EXCERPTED PASSAGE |
start

Cool, now do something about making them affordable and getting our electricity costs down so you won't have to take out a second mortgage just to charge them every day.

[–] zurohki@aussie.zone 5 points 1 year ago

There's the 38k BYD Dolphin coming in a few months, and wholesale power prices have fallen a lot, which will make it's way to retailers in about a year.

We're getting there.

[–] Zagorath@aussie.zone 4 points 1 year ago

In Queensland you can get a $6,000 rebate on an EV that cost under $68,000. That's a pretty substantial "something about making them affordable". Electricity costs are too high and the Government should try to address it, but doing so is not an essential part of making EVs affordable, because even with current electricity costs, the operating costs of an EV are something like half those of an ICE vehicle.

Electricity costs are more of a concern when it comes to heating and cooling homes.

Of course, even more than EV rebates, the Government would benefit people a fuckload if they subsidised electric bikes (including cargo bikes) and building excellent bike paths. It would cost them a lot less than subsidising EVs, and have much more return.

[–] blackrox1411@lemmy.world 8 points 1 year ago

Great to see, ruining so many weekends...

[–] Designate6361@lemmy.letthewookiee.win -2 points 1 year ago (2 children)

Be nice if this was a viable option in Rural Area's

[–] zurohki@aussie.zone 5 points 1 year ago (2 children)

end

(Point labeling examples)
start

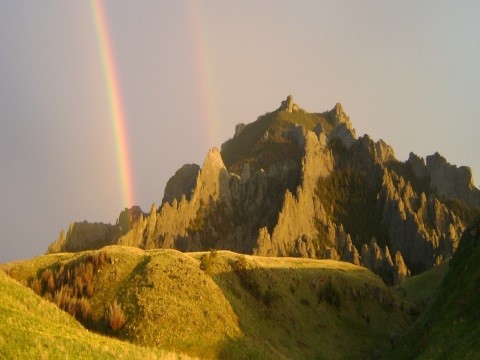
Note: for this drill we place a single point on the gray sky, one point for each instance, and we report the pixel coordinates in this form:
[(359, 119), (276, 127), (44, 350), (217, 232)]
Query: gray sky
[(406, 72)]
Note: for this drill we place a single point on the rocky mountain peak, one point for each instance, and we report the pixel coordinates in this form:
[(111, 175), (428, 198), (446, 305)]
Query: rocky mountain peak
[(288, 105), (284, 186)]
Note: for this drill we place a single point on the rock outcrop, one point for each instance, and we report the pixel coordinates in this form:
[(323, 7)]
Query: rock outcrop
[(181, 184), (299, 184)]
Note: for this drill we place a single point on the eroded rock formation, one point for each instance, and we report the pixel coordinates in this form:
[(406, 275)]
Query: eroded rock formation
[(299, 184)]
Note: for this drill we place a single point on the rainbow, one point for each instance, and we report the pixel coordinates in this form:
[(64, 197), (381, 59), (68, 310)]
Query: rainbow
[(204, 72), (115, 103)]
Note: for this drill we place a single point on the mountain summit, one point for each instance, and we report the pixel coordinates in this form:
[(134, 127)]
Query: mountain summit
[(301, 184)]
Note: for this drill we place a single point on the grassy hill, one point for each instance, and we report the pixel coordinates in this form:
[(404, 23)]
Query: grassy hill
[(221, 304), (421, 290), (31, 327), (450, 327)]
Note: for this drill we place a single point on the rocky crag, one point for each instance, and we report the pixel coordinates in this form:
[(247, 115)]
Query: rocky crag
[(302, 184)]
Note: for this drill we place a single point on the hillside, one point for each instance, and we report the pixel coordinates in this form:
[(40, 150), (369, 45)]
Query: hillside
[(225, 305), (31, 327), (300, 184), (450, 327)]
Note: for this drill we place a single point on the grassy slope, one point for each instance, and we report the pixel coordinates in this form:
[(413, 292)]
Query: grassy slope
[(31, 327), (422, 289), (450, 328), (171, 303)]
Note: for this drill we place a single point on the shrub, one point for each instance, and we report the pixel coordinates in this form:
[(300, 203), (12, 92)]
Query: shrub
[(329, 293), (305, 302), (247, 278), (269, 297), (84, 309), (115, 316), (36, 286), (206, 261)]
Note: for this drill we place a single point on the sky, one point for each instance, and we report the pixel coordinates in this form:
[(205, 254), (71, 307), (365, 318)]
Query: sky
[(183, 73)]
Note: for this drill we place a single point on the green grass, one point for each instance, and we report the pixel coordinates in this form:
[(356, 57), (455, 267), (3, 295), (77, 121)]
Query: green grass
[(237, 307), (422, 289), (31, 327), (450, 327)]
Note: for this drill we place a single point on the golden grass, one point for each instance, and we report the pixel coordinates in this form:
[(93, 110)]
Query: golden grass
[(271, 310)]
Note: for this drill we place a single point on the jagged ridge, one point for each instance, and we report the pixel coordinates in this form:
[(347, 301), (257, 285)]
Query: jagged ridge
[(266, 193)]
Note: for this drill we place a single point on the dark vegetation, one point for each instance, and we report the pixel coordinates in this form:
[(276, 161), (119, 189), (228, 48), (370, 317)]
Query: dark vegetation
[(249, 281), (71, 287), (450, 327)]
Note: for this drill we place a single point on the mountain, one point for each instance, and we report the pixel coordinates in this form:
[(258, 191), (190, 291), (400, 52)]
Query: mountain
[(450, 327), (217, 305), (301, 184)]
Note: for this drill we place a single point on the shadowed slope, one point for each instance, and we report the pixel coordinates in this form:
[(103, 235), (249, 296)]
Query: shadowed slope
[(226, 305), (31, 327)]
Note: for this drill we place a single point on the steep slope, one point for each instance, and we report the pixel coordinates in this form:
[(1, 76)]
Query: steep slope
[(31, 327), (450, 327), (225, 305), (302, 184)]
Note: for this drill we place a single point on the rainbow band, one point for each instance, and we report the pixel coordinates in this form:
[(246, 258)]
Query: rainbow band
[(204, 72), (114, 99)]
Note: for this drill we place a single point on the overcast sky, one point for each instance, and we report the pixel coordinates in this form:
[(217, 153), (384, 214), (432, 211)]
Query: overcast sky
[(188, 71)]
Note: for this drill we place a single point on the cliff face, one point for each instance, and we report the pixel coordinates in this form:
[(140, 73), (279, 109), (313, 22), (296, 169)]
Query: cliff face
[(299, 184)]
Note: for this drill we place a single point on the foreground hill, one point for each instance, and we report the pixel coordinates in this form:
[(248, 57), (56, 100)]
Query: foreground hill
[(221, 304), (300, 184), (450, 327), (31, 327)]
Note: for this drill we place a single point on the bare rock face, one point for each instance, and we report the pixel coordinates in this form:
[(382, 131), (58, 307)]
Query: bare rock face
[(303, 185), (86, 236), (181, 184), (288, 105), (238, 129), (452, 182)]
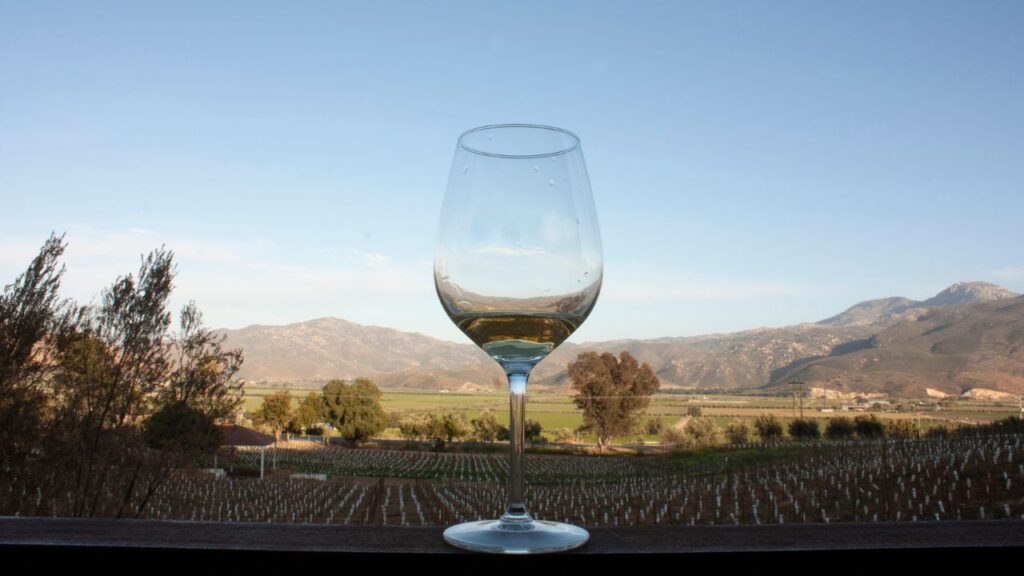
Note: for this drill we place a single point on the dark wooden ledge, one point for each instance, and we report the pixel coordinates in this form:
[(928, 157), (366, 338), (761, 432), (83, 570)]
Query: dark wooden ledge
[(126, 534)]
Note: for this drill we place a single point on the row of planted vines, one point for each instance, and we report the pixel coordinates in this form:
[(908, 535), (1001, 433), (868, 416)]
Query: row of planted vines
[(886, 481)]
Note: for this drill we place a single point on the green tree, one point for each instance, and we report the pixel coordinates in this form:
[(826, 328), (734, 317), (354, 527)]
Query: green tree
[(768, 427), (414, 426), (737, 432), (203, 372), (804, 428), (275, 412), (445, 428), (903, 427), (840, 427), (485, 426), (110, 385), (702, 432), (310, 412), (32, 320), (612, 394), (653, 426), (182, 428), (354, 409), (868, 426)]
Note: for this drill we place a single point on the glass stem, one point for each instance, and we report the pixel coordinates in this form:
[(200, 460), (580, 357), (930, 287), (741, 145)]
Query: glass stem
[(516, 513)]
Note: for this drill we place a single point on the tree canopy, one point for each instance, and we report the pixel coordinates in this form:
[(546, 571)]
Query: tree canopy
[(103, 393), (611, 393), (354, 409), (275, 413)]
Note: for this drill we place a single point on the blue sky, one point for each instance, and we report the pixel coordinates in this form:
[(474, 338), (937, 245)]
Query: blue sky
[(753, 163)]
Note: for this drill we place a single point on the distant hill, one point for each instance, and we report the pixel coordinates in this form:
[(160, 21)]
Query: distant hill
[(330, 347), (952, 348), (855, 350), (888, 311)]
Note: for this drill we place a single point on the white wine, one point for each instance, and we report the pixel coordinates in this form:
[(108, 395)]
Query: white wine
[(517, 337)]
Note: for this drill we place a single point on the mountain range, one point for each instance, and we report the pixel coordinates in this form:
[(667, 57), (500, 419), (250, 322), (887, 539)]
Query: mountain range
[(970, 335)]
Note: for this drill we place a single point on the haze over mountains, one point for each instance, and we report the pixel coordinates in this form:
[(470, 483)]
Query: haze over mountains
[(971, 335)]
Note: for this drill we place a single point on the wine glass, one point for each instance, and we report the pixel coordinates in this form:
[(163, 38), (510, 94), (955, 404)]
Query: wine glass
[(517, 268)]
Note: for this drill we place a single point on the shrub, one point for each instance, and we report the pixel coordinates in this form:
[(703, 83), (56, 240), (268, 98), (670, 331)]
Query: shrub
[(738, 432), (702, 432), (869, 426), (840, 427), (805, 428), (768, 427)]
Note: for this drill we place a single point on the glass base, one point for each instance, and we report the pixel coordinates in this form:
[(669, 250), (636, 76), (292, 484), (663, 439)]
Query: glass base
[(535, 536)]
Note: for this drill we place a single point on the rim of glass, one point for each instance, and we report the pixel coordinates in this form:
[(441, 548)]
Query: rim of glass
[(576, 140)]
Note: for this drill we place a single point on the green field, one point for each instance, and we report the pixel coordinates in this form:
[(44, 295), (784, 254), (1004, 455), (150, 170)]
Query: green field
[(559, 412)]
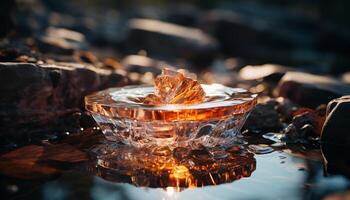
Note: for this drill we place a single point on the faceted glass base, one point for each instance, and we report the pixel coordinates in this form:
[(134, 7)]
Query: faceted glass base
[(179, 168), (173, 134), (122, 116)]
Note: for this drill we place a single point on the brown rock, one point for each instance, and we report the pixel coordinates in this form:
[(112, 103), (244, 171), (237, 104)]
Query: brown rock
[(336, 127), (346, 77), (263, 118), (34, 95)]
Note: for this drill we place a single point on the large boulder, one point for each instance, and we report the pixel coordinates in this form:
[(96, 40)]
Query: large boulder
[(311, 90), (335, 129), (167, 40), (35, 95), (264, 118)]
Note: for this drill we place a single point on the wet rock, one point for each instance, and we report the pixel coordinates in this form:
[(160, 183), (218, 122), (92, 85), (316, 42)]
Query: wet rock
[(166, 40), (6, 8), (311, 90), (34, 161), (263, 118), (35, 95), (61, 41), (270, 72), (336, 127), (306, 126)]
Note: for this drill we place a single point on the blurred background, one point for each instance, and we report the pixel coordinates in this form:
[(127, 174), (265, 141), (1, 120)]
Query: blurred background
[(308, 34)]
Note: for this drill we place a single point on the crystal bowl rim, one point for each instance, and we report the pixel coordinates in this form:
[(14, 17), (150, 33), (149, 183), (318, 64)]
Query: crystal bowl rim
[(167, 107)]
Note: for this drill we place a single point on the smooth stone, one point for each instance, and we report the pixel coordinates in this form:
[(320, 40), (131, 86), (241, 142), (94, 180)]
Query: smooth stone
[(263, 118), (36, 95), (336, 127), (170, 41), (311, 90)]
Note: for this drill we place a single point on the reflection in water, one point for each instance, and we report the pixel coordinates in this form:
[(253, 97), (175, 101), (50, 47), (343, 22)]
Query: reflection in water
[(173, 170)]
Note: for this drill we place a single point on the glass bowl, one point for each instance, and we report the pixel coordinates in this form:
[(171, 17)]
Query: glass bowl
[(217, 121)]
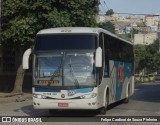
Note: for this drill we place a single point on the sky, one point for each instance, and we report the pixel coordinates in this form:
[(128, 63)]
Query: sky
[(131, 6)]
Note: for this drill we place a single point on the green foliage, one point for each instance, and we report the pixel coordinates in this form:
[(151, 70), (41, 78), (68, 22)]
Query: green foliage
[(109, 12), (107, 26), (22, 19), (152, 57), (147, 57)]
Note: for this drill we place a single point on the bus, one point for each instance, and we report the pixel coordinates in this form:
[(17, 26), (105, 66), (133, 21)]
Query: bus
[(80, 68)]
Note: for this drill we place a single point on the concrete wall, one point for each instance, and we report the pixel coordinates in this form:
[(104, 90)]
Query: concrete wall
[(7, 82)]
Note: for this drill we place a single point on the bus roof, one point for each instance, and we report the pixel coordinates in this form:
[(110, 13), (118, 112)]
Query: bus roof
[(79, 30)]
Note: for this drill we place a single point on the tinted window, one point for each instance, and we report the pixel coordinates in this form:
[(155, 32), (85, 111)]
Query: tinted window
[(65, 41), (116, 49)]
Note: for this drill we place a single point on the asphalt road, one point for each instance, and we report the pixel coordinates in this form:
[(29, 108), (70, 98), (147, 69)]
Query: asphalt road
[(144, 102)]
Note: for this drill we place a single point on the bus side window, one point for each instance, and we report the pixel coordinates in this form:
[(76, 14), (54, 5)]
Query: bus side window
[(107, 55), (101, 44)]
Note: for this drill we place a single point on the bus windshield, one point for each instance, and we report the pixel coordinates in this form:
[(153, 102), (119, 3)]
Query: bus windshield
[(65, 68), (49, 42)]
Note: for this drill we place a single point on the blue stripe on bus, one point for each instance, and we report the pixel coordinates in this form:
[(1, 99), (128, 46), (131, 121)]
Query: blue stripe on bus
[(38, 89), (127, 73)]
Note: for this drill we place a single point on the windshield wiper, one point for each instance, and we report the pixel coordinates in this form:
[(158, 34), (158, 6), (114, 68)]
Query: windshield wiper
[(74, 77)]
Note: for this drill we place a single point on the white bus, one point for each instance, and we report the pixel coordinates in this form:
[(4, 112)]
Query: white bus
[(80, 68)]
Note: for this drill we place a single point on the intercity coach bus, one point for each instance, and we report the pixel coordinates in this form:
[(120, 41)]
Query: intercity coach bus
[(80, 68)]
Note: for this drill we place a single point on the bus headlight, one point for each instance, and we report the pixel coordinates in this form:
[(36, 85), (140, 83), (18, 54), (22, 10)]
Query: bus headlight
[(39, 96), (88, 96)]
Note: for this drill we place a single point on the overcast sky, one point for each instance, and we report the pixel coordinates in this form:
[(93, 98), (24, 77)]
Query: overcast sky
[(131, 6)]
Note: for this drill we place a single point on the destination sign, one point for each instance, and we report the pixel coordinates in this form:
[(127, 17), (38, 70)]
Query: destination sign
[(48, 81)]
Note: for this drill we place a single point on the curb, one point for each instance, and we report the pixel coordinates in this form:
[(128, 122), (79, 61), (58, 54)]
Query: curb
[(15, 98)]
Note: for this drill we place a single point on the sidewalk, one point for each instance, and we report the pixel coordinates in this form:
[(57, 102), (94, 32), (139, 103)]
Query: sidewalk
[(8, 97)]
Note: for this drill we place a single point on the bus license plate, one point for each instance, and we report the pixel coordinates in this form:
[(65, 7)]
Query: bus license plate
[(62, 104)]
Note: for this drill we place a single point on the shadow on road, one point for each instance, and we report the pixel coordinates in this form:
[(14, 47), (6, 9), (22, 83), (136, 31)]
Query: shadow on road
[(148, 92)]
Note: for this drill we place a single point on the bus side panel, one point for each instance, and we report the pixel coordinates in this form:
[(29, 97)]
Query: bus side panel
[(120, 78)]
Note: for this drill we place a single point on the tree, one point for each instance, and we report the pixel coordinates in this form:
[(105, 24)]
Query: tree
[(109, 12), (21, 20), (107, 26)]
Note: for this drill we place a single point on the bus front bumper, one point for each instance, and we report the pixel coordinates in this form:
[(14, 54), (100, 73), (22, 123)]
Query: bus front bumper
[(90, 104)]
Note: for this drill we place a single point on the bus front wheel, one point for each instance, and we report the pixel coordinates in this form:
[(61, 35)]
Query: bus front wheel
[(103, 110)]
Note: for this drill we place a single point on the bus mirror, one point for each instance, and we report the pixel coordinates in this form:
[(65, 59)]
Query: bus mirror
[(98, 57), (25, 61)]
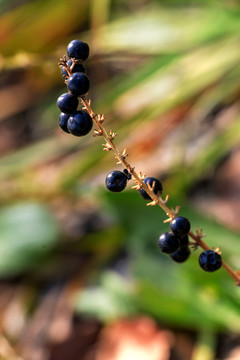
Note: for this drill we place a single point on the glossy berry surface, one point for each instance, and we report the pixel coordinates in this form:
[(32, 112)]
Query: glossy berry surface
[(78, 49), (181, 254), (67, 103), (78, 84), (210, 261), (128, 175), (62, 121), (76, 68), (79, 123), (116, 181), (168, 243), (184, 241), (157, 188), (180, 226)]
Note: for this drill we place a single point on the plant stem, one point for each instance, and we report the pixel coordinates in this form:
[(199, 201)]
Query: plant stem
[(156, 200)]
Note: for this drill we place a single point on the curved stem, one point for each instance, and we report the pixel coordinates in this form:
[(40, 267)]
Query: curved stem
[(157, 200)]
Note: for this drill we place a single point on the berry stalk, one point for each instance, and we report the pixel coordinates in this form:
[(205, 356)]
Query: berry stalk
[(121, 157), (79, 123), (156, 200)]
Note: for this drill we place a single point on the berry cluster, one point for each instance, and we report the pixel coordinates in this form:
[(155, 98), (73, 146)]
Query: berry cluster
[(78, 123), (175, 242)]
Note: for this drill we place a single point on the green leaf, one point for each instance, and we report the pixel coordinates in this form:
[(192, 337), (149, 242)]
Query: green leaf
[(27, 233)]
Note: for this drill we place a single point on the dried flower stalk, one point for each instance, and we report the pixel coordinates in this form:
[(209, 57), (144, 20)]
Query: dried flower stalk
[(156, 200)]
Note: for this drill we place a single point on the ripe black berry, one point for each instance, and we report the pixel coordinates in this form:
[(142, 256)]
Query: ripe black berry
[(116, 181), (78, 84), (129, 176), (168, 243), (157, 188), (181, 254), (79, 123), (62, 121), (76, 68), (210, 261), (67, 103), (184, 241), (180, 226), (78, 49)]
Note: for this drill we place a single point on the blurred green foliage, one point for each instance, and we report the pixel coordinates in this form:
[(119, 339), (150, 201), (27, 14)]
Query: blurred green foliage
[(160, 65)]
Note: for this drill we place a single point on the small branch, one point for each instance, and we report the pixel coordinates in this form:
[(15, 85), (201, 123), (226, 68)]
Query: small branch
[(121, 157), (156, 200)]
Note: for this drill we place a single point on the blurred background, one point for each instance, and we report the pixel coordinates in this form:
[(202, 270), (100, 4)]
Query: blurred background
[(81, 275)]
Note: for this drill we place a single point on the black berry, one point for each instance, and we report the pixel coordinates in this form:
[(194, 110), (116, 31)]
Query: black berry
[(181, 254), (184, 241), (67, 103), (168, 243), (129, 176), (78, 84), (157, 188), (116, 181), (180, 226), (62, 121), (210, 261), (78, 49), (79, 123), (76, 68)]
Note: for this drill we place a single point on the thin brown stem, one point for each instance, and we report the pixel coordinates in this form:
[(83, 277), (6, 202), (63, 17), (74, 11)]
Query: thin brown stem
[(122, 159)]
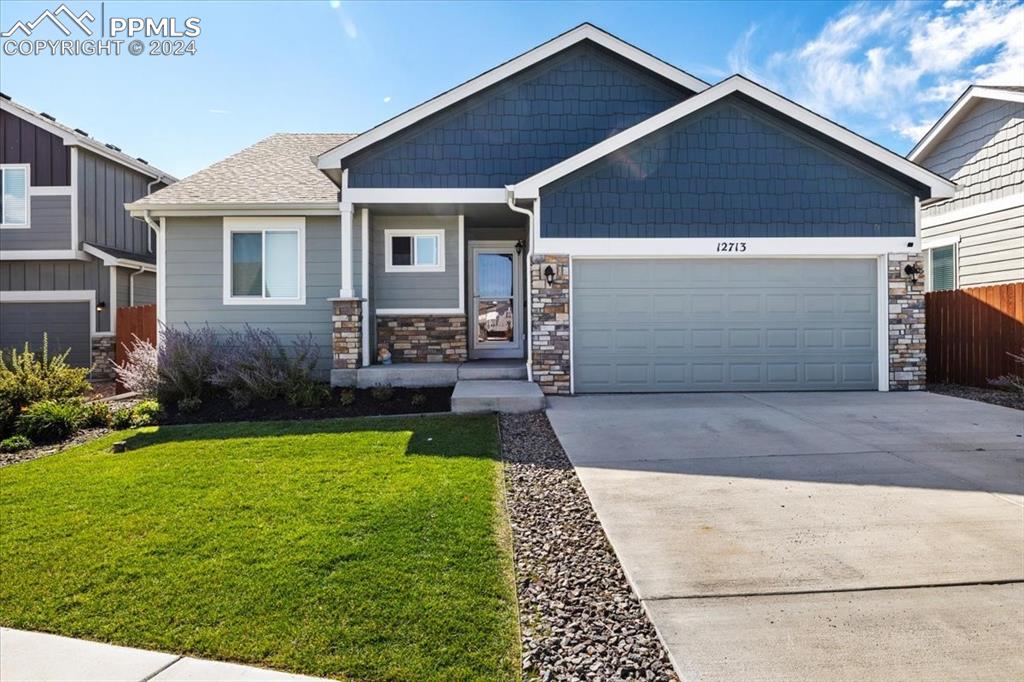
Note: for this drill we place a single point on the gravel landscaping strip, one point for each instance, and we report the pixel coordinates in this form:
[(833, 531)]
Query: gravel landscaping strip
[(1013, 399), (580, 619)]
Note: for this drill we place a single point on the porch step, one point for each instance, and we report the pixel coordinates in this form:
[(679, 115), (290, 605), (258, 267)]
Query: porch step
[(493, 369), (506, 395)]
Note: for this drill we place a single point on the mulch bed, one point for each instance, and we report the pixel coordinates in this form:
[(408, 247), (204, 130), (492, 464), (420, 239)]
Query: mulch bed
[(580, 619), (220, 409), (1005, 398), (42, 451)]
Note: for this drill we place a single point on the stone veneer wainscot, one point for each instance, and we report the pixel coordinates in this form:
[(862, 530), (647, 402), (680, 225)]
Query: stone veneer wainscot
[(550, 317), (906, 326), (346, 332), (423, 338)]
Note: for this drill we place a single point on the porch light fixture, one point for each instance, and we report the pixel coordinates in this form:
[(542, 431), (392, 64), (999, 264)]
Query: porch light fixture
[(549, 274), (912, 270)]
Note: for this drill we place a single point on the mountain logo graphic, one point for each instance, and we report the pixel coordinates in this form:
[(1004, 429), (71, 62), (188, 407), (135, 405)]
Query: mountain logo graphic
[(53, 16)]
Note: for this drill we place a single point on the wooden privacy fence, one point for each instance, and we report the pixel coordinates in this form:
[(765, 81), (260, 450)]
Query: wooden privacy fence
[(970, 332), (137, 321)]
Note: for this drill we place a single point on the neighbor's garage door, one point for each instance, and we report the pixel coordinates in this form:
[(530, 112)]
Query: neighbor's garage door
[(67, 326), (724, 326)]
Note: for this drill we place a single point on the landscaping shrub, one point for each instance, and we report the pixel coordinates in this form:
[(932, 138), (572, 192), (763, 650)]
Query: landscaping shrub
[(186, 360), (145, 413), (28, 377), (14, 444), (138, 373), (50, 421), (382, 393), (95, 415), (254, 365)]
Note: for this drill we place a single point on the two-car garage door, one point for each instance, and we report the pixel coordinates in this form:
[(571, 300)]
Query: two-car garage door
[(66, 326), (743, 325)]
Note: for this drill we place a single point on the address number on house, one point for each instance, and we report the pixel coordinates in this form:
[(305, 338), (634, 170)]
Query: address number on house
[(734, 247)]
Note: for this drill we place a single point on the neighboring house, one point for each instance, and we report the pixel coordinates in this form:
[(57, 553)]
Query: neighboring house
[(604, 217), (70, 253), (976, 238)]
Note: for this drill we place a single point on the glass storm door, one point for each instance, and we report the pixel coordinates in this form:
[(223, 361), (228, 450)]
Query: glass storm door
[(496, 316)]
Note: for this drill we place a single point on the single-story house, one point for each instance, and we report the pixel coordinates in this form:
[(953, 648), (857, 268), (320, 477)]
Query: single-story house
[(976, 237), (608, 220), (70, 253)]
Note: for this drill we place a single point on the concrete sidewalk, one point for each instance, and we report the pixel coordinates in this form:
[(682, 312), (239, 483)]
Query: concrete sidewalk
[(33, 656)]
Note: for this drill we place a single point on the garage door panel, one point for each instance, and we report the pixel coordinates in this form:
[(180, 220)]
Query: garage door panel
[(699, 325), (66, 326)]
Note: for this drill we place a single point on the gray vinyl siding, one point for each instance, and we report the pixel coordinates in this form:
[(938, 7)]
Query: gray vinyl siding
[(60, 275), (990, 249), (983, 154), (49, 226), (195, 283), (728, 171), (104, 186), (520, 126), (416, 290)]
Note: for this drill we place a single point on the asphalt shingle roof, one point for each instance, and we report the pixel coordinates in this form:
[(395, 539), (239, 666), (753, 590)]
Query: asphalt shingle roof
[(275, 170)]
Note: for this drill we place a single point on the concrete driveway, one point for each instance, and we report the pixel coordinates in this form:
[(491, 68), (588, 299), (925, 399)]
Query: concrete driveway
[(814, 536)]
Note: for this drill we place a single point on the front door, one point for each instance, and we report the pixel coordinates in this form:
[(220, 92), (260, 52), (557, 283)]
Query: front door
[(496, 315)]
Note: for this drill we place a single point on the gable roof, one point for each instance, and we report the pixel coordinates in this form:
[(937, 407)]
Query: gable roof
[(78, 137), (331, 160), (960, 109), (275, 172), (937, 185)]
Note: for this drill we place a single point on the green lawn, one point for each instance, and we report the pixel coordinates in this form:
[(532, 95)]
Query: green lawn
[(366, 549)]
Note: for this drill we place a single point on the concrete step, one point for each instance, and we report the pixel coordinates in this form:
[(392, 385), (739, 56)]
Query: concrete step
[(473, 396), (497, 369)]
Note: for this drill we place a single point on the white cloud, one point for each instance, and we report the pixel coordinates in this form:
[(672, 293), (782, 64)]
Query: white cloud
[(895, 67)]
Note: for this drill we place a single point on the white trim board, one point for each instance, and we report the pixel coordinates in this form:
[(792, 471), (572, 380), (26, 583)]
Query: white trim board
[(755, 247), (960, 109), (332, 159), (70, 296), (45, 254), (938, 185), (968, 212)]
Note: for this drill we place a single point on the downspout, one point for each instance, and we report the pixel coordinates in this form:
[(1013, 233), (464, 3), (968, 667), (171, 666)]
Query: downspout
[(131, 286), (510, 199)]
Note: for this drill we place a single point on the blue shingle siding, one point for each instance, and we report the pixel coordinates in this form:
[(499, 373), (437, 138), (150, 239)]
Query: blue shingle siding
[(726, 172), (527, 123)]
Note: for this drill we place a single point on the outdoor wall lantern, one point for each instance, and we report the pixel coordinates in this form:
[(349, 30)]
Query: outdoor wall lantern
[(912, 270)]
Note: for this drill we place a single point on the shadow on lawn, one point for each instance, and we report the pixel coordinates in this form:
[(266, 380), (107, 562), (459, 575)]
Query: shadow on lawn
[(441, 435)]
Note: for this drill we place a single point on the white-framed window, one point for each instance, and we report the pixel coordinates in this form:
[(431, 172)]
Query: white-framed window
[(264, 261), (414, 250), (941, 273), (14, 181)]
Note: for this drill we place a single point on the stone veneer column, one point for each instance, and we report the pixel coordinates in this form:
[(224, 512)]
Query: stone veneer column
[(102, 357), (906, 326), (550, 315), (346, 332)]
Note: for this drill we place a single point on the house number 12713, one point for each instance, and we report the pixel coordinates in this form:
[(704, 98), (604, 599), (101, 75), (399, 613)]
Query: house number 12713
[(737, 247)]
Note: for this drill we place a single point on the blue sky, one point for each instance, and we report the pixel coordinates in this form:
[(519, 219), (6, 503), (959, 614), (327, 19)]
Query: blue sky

end

WHAT TO WORK ON |
Continue the forum discussion about electric vehicle affordability from the point where it ends. The listing isn't needed for this.

OUTPUT |
The fact that modern EVs have 400+ km range instead of 160km helps, but charging networks still have some big gaps that need filled in.

Though it's possible to drive from Cairns in QLD to Adelaide now using fast chargers, even in a non-Tesla, so progress is being made.

the charging is the big issue, near no where to charge cars (unless you work for the city council then you have charging available ....... funny that).

Prices are still way to high, we want to replace one of our cars with an EV but by the timer we get a charger setup and buy the actual car we could buy EC cars multiple times over.

[–] 50MYT@lemmy.world 1 points 1 year ago

Yep.

I drove a non Tesla EV from Cairns to Sydney over a few days. It was pretty easy.

The car planned the journey out for me. This included what chargers to use (which plug etc), how congested they were, rate of charge, cost etc.

But it did take time. Each stop was 10-20 mins instead of 5 that I normally would have with fuel. Also the cost wasn't that much cheaper due to all the highway driving (no Regen braking when you do 110kph for two hours non stop) - I worked it out it was $4 cheaper than petrol.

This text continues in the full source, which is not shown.